:: Polecenie 1 ::
Sprawdź, czy poniższe stwierdzenia zgadzają się z artykułem o zatrzymaniu prezentera TVN24. Przy każdym odpowiedz „tak” lub „nie” i przytocz rozstrzygające słowa artykułu: (a) Sąd zdecydował o areszcie tymczasowym dziennikarza w niedzielę. (b) Postępowanie obejmuje działanie trzech grup przestępczych. (c) Dziennikarz został aresztowany na sześć miesięcy.

:: Tekst źródłowy ::
· · · · · · ·

Nowe informacje po zatrzymaniu prezentera TVN24. Grozi mu surowa kara

Nowe informacje po zatrzymaniu prezentera TVN24. Grozi mu surowa kara

Prezenter TVN24
Prezenter TVN24 Źródło: Shutterstock / Longfin Media
W piątek 11 kwietnia zatrzymano prezentera TVN24 Mateusza W., a w niedzielę sąd podjął decyzję o areszcie tymczasowym dla dziennikarza. Onet dowiedział się, o co dokładnie jest on podejrzewany.

Aresztowany na trzy miesiące dziennikarz TVN24 ma być uwikłany w sprawę zorganizowanej grupy przestępczej, wyłudzającej podatek VAT. Jak nieoficjalnie ustalił Onet, Mateusz W. miał pomagać w odsunięciu od śledztwa wrocławskiej prokurator, badającej ten temat.

Zatrzymanie prezentera TVN24. O co jest podejrzewany?

Donosząca jako pierwsza o zatrzymaniu prezentera Wirtualna Polska podkreślała, że zarzuty w tej samej sprawie usłyszał wcześniej były komendant główny policji Zbigniew M. Onet dodaje do tego, że postępowanie Prokuratury Okręgowej we Wrocławiu jest wielowątkowe i wszczynane było jeszcze przez prokuraturę regionalną. Obejmuje działanie aż dwóch grup przestępczych.

Dziennikarze ustalili nieoficjalnie, że jedna z nich zajmowała się wyłudzaniem podatku VAT. Druga, w zamian za łapówkę, podejmowała działania, zmierzające do odsunięcia od pierwszego śledztwa prokurator. Portal podał, że chodzić miało o prok. Katarzynę Żarkowską.

Dominiki Długosz-Gierszewska z „Newsweeka” i Mariusz Gierszewski z Radia Zet w podcaście „W związku ze śledztwem” podali, iż wspomniana łapówka miała wynosić od 6 do 8 mln zł. Onetowi udało się dodatkowo stwierdzić, że Mateusz W. zatrzymany został w piątek około południa. Jego dom oraz redakcja przeszukiwane były od świtu.

· · · · · · ·

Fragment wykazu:
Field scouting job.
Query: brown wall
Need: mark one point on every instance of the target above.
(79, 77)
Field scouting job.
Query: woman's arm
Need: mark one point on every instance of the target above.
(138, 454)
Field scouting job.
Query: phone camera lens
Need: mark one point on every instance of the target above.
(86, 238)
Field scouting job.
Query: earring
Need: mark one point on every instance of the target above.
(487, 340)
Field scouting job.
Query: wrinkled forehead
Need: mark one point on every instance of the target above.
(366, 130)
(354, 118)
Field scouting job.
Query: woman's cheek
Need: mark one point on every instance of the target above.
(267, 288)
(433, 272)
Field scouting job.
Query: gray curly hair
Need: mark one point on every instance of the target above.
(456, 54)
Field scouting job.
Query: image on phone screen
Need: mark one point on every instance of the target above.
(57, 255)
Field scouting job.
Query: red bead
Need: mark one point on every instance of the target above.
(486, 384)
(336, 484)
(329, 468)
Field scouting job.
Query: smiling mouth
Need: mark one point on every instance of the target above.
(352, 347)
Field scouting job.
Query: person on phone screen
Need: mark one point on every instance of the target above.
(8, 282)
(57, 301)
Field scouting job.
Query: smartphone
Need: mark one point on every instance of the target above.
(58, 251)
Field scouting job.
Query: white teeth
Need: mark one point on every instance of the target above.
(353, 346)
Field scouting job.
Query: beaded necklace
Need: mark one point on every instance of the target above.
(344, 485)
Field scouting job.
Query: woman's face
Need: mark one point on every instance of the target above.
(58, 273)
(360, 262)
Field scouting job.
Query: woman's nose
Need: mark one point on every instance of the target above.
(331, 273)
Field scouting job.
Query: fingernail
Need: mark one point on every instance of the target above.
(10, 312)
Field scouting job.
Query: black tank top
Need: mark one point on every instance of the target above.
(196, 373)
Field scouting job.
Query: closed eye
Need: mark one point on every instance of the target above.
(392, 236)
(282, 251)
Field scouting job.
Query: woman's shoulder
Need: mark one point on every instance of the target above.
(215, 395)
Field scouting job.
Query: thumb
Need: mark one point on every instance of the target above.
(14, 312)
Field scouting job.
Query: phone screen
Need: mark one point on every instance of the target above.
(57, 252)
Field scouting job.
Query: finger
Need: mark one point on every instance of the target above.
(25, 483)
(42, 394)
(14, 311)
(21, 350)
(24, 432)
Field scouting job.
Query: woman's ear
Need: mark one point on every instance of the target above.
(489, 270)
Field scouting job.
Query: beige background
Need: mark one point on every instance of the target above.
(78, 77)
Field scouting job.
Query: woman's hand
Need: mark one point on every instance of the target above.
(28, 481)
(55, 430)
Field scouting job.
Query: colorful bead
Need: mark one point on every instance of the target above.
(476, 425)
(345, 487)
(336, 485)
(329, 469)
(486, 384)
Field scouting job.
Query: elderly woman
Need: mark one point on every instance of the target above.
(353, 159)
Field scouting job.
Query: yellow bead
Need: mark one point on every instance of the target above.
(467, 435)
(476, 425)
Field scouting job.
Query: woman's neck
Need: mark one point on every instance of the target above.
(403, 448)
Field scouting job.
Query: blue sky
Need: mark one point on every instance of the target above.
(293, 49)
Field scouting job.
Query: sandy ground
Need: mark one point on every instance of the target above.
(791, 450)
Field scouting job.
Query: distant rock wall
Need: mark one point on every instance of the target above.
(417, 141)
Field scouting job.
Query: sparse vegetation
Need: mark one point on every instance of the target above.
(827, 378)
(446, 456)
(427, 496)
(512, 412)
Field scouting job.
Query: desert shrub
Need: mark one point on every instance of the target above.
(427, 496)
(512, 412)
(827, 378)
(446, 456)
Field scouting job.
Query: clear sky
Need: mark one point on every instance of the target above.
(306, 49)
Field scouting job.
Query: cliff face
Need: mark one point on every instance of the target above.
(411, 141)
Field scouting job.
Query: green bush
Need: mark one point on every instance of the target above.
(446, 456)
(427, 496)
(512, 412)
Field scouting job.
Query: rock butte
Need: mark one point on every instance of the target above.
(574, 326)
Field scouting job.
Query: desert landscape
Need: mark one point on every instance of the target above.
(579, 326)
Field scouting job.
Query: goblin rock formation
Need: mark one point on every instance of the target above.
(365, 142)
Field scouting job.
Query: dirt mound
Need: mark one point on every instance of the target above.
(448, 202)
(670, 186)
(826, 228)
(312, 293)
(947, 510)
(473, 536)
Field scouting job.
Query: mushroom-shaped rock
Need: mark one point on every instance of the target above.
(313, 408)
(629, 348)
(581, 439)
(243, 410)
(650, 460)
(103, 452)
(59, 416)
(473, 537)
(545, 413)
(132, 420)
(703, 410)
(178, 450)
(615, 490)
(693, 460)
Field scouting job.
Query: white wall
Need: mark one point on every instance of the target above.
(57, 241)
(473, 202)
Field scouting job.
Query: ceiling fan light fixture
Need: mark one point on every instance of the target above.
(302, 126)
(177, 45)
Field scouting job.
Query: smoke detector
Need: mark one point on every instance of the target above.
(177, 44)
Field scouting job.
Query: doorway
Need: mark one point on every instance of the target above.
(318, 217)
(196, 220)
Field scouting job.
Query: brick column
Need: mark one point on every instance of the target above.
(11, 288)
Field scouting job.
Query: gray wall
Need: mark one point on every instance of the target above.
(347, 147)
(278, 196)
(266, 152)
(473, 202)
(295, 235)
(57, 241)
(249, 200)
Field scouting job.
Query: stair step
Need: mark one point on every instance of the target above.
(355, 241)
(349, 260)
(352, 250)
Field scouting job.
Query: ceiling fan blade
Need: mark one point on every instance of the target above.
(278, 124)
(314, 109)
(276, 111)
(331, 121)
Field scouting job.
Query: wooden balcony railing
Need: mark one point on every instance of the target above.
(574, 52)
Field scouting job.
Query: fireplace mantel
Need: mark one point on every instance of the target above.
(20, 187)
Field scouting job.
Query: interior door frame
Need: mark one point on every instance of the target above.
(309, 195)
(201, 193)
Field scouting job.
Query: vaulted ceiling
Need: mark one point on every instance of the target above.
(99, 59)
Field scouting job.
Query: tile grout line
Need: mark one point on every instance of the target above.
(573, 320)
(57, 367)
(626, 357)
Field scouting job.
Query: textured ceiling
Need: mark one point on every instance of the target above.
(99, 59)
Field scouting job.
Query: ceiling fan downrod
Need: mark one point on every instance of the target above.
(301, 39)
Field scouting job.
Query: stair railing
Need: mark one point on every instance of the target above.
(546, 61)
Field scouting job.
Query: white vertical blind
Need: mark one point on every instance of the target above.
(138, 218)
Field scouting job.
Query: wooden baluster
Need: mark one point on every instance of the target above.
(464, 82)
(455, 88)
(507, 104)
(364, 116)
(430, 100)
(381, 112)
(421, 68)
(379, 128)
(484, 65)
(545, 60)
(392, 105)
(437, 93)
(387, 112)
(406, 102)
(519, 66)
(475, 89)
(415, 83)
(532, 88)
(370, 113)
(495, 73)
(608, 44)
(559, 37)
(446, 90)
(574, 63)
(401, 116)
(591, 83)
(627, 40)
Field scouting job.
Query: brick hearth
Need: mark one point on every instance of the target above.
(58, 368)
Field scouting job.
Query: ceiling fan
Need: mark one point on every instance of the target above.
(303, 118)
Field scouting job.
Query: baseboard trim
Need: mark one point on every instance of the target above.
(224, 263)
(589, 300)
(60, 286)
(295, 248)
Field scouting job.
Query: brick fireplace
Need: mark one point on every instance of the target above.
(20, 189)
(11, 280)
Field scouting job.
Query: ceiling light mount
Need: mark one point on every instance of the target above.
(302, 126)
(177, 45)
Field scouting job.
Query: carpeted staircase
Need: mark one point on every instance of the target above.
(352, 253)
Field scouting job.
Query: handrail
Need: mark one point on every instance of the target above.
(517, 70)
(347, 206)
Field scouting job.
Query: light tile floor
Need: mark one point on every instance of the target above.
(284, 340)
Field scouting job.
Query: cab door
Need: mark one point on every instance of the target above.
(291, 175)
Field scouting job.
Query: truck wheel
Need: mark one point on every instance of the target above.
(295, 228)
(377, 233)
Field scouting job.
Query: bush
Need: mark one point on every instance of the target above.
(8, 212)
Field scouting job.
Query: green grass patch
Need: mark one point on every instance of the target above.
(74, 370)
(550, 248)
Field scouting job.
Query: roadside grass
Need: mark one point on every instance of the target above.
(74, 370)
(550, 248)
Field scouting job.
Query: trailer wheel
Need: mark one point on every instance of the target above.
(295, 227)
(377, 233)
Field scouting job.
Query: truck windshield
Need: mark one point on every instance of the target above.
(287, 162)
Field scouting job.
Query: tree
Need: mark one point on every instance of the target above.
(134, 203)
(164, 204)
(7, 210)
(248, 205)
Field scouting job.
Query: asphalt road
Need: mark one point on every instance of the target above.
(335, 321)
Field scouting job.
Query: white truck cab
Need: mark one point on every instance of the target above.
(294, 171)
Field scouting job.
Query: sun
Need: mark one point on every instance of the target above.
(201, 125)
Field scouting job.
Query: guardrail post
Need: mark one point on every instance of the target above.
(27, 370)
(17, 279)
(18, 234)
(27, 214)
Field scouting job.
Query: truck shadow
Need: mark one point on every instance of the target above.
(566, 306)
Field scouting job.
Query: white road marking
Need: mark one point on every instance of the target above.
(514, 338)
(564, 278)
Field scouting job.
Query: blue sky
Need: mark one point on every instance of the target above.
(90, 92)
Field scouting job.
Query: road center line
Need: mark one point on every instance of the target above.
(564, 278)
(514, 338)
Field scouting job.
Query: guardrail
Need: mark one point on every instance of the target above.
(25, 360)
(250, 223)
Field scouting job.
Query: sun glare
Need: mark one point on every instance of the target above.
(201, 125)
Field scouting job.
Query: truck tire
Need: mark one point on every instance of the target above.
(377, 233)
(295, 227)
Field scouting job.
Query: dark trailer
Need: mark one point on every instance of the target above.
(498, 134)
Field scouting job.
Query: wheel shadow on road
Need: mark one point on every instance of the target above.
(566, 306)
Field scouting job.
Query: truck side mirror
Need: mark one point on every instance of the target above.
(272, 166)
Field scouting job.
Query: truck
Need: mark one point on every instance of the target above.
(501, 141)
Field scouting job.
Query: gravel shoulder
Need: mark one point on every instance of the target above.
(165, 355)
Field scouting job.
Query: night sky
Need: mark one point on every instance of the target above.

· · · · · · ·

:: Polecenie 2 ::
Wskaż w wykazie powyżej wszystkie linie, w których występuje słowo „trailer”, i przepisz każdą z nich.

:: Przykładowa odpowiedź 1 ::
(a) Tak: „a w niedzielę sąd podjął decyzję o areszcie tymczasowym dla dziennikarza”.
(b) Nie: „Obejmuje działanie aż dwóch grup przestępczych.”
(c) Nie: „Aresztowany na trzy miesiące dziennikarz TVN24”.

:: Przykładowa odpowiedź 2 ::
Query: trailer wheel
Query: dark trailer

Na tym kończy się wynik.